● Task input:
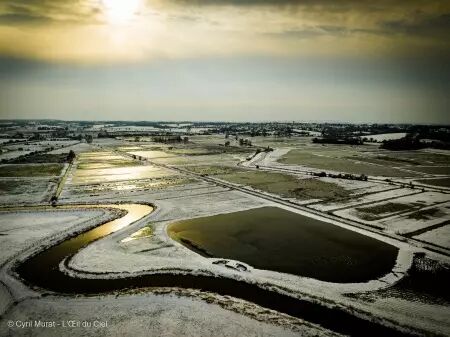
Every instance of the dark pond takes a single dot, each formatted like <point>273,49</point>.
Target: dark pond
<point>275,239</point>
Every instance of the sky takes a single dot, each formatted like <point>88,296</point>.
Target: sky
<point>226,60</point>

● Work order:
Pull out every line holding "formatted" from the records above, and copy it.

● Written reply:
Every instance of the dark pond takes a single dot, each formatted like <point>273,49</point>.
Every instance of the sky takes a single dot, each formatted like <point>88,296</point>.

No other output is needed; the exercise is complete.